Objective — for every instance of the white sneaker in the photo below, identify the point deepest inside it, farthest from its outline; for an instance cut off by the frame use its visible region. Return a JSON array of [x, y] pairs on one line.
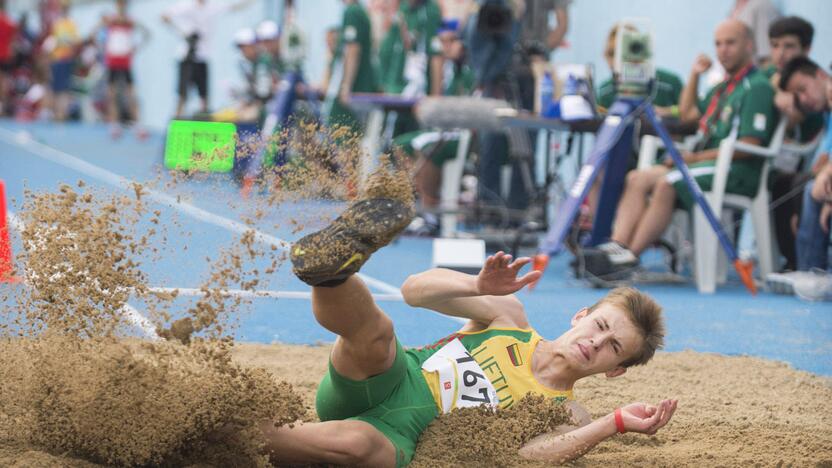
[[618, 254], [783, 283], [817, 286]]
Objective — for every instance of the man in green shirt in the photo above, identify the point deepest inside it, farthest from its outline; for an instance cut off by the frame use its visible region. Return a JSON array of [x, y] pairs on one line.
[[790, 37], [352, 68], [432, 148], [650, 196], [668, 84]]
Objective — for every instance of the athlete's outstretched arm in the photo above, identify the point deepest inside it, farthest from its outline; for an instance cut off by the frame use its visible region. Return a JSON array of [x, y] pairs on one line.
[[485, 298], [636, 417]]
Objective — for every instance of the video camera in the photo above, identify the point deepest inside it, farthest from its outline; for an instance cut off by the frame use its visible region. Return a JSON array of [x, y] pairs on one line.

Prompt:
Copy every entry above word for word, leaving out the picture.

Right answer:
Objective — for every instance of the white sneaker in the photo below, identify the point deepest inside it, farthest from its outline; for an instance cut off by the frame use its visible region. Return a JSON array of [x, y] pairs on one line.
[[618, 254], [783, 283], [817, 286]]
Objective — for every instance of the man in green shirt in the photo above, identify the point deepest inside it, farthest from its outline; for an instance cut off by the frame use its visible region. Return a JSON array of [x, y] pairs on one line.
[[790, 37], [352, 68], [432, 148], [650, 196], [668, 84]]
Objective — for every instance of the athlete's outstretched arm in the photo above, identify the point deepest inside it, farthest from its outline; for an instance cut off by the frame use its visible region. Return a JSON array of [x, y] pairs on one line.
[[485, 298], [636, 417]]
Objective — for every instance of the video camera in the photo above, identify the point deepest inside it, farthest from its outline; for an instance cut off by the frame use its visible region. Return a JSON array of [x, y] pairs on one line.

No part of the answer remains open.